■ EXERCISE DIRECTIONS:
Quote the listing below in full and exactly as written, but omit every picture.

■ RECORDS PROVIDED:
==================================================

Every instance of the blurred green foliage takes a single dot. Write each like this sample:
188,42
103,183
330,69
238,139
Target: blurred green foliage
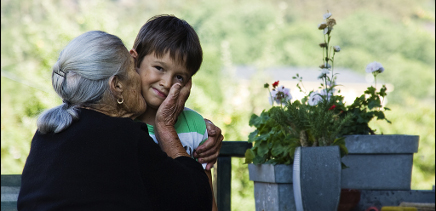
399,34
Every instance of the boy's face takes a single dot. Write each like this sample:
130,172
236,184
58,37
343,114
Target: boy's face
158,75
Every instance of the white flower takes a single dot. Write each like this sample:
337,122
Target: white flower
374,67
327,15
280,95
324,72
314,98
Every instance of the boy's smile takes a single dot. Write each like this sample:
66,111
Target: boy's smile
158,75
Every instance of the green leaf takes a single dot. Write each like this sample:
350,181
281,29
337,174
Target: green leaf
249,156
262,149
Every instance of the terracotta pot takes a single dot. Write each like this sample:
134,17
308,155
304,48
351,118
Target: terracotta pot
349,199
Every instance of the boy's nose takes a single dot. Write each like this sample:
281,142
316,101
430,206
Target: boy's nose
166,82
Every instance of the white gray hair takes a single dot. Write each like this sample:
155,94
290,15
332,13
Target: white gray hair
81,75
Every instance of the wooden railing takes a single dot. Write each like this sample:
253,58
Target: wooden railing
223,171
222,178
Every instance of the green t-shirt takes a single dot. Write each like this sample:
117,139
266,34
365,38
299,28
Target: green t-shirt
191,128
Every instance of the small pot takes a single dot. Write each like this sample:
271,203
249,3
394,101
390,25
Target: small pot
349,199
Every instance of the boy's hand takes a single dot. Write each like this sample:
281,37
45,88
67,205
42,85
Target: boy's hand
208,152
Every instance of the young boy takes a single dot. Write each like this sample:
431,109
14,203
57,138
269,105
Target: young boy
167,50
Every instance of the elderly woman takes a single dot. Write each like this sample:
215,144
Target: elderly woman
88,153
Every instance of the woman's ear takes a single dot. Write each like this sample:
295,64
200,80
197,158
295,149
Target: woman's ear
116,86
133,53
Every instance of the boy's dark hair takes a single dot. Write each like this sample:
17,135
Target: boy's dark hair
163,33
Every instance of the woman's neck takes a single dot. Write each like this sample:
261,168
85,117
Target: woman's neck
149,116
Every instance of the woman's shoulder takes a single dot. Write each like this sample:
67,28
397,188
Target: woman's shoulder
92,123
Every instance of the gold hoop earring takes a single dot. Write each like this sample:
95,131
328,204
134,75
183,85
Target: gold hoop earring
120,102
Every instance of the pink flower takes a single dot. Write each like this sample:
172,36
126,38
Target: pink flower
280,95
314,98
333,107
374,67
275,84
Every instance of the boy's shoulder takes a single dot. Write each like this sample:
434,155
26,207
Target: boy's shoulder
191,114
190,120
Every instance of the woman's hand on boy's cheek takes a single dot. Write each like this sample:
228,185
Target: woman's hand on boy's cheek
208,152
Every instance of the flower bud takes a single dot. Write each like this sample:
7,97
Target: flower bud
323,45
327,15
322,25
325,66
331,22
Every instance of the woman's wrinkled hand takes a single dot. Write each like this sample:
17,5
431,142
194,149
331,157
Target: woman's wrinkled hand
208,152
173,105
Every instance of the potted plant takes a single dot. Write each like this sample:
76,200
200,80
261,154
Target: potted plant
314,134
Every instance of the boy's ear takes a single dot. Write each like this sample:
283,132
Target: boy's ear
116,86
133,53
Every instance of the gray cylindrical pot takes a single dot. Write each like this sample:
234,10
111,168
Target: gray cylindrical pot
317,178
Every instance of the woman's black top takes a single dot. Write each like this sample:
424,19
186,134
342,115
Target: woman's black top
106,163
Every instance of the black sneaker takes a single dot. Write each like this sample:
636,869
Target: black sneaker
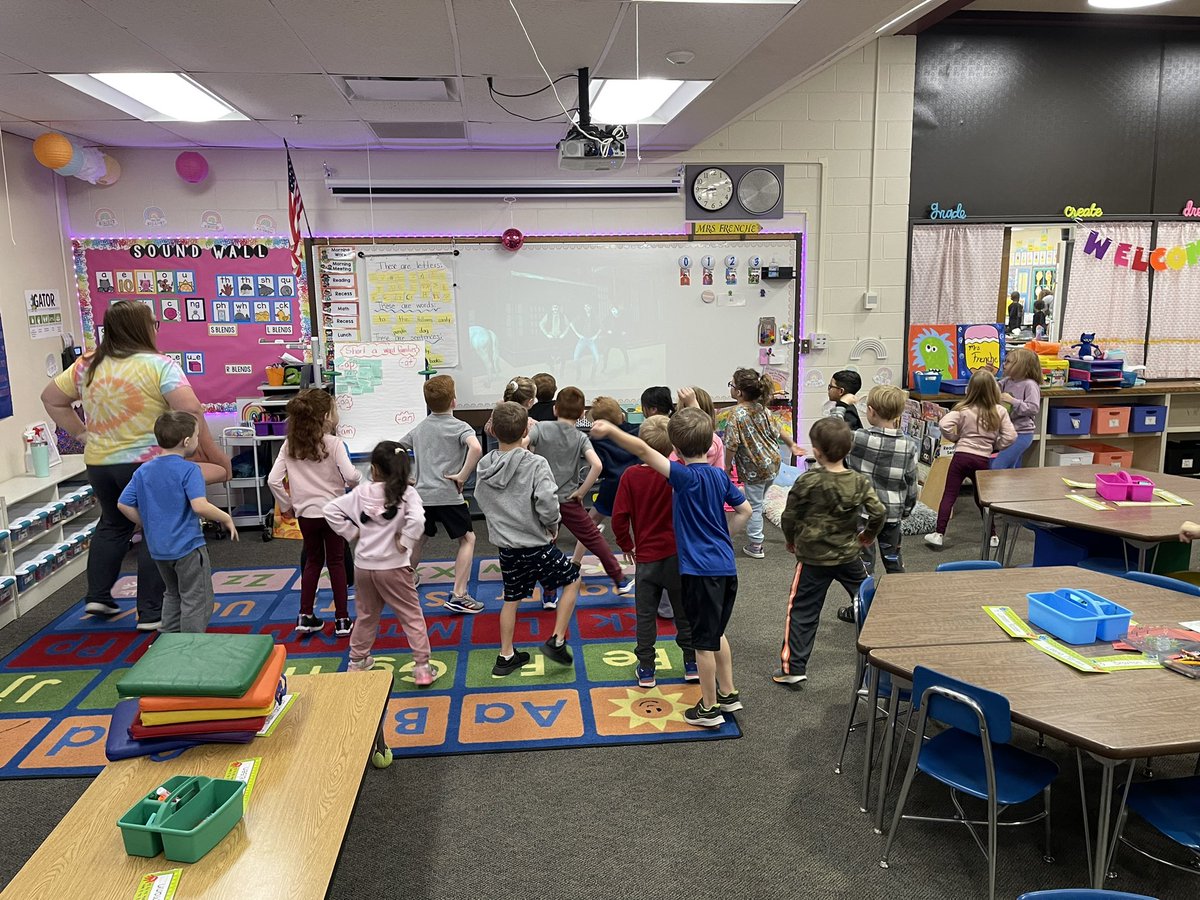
729,702
101,607
557,652
307,624
703,717
508,666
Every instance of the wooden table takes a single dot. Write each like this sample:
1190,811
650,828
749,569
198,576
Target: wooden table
291,837
1115,718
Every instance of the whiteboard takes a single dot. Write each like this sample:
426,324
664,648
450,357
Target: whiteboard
379,391
610,317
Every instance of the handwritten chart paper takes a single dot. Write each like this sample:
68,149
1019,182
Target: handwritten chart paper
413,299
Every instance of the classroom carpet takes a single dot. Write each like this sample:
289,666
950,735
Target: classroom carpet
58,689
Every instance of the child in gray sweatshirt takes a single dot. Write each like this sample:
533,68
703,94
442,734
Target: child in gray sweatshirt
517,493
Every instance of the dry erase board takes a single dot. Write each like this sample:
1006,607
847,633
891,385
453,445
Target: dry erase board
609,316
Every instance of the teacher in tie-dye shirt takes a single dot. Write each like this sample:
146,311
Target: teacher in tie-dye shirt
124,387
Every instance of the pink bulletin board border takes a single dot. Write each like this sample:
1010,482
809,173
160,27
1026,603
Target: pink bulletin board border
82,245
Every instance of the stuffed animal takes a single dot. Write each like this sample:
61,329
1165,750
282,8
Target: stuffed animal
1087,349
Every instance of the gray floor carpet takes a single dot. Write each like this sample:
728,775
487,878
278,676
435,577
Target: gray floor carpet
761,816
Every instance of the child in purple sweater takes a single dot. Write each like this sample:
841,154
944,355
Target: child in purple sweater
1021,389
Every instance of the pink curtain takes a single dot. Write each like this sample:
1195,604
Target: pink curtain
955,273
1109,299
1175,313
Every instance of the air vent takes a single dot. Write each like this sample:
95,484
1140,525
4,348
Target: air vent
419,131
429,90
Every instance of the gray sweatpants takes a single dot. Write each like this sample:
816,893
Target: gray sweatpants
187,601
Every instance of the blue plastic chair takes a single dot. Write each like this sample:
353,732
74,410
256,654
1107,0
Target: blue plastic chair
972,756
1083,894
965,565
1162,581
1173,807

==================================================

■ ANSWER TO THE PROBLEM:
Every instance of the blurred green foliage takes a single dot. Write each like this sample:
188,42
103,183
330,69
238,139
Target: blurred green foliage
399,34
Every instance of the boy's face takes a single dot. Write each like this sample:
130,172
236,184
58,37
343,114
Target: boy's face
158,75
Every instance of the white flower takes a single dot. Write each like this sample:
337,122
Target: white flower
374,67
327,15
280,95
324,72
314,98
Every instance of the boy's smile takes a single dot. Write each like this sample:
66,111
Target: boy's smile
158,75
Every instance of the green leaf takes a single dot. Write each like this sample:
350,181
281,29
337,174
Target: green leaf
249,156
262,149
Every instance of the terracotta pot takes a single dot. Write each like this sample:
134,17
308,155
304,48
351,118
Target: terracotta pot
349,199
Every instance of the boy's nose takes a single dot. Write each like this sample:
281,142
316,101
430,206
Target: boy's nose
166,82
Every instance of the white gray hair takes a single dot. Write each like this sample:
155,94
290,15
332,13
Target: white gray hair
81,75
Every instance of the wooden railing takes a single dot. Write each like this sample:
253,58
Target: wooden railing
223,171
222,178
Every instance of the green t-shirt takes a single dot. Write each like this sample:
117,139
266,34
365,38
299,28
Target: green t-shirt
191,128
Every instance of the small pot takes a single dot. Write each like this sample:
271,203
249,3
394,101
390,25
Target: small pot
349,199
Every instance of the boy's hand takes a single dot. Write each like this sample:
281,37
45,88
67,205
42,85
Target: boy's hand
208,152
Every instance of the young boy takes a single dot. Write each like this sample:
431,109
14,203
57,138
269,105
Target: young boy
167,50
Every instance of the elderly woman takes a single dot. Write each like this sample:
215,144
Target: elderly woman
88,153
Every instance of the woman's ear takes a single dot. Write each like this sample:
295,64
200,80
197,158
295,149
Target: woman's ear
116,86
133,53
Every instance of the boy's dark hair takes a single dot. Write each like this sample:
17,135
Target: boy's dark hair
163,33
Every instance of the woman's neck takes a single dot. Write each like this sample:
261,168
85,117
Target: woman's neck
149,116
Every instance of the woman's shoulder takes a single dot. Write each like this sample:
67,28
397,188
Target: woman's shoulder
92,123
Every instance of the gold hoop earring takes a single dot. Write each like this sample:
95,131
328,204
134,75
183,85
Target: gold hoop earring
120,102
Every instance of the pink flower takes a single dot. Write each like this sample:
172,36
126,38
Target: pink flower
280,95
314,98
333,107
374,67
275,84
Every instance of the boy's shoulder takes a single dot. Write each like this sample:
434,155
26,207
Target: boy's shoulder
191,114
190,120
Every instance of the woman's hand on boy's cheek takes a single dot. Write each like this sample:
228,185
Target: woman's hand on boy's cheek
208,152
Every instance of the flower bud takes a single dot. Write each like this sample:
7,97
Target: flower bud
323,45
327,15
322,25
325,66
331,22
Every instance of the woman's wrinkled hand takes a single dot. Write each like this sample:
17,5
431,142
194,149
331,157
Target: woman's wrinkled hand
208,152
173,105
Every instance of the potted plant takes a single dot. Write each like this sample:
76,200
200,80
261,154
Target: potted plant
314,134
Every instance of the boy's ear takes a single dot. Write each like this sample:
283,132
Target: boy's ear
116,86
133,53
Every instance of the gray cylindrical pot takes a single dot. Write each like this sample:
234,10
111,168
Target: gray cylindrical pot
317,178
Every instance of the woman's black top takes a single dot. Write each like this sample:
424,19
186,134
342,115
Target: woman's black top
106,163
Every instance of the black sneaker takes a single dot. Write each like this sample:
636,869
Target: black sneaker
729,702
101,607
557,652
307,624
703,717
508,666
Every instance of the wooden table takes a single dot. Write each like this sample:
1190,811
650,828
749,569
198,576
Target: wooden table
291,837
1115,718
Every instance of the whiteboard takes a single dot. Write each like this sample:
426,324
664,648
450,357
Target: whiteboard
379,391
610,317
Every instance of the handwritten chart paper takes a single dot. Write each like this sample:
68,149
1019,182
Target: handwritten chart paper
413,299
Every instance of the classroom carpet takes a single dot. Write each like this sample:
289,666
950,735
Target: classroom carpet
58,689
Every instance of the child in gray sweatshirt takes a single dot. Write each like this sample:
533,68
703,94
442,734
Target: child in gray sweatshirt
517,493
Every instance of the dry erase board takes a single dot. Write each like this sample:
1006,607
847,633
891,385
453,445
Target: dry erase board
609,316
Every instance of the teacher in tie-dye shirt takes a single dot. Write each like this sample:
146,311
Target: teacher in tie-dye shirt
124,387
Every instance of the pink bulletin board border takes a single dot. Write each like this sample:
1010,482
809,173
160,27
1026,603
Target: pink bulletin board border
82,245
Every instance of the stuffed animal takes a single dot. Write each like this sample:
61,329
1165,750
282,8
Target: stuffed animal
1087,349
Every instance of the gray floor carpet takes a single dot. Write each like this sample:
728,775
487,878
278,676
435,577
Target: gray floor carpet
761,816
Every instance of the child in purple sweater takes a single dot. Write each like this sample:
841,154
944,355
Target: child in purple sweater
1021,389
Every instance of the pink curtain takes a single dot. Write each like this sample:
1195,604
Target: pink curtain
955,273
1109,299
1175,313
Every instance of the air vent takes a single dot. Write each like this sample:
95,484
1140,525
4,348
Target: air vent
419,131
429,90
Every instance of the gray sweatpants takes a single dot. Write each like this sample:
816,893
Target: gray sweatpants
187,601
Every instance of the blue plastic chair takes a single dot. Write each like this sample:
353,732
74,410
256,654
1107,0
Target: blue plastic chair
972,756
1083,894
965,565
1162,581
1173,807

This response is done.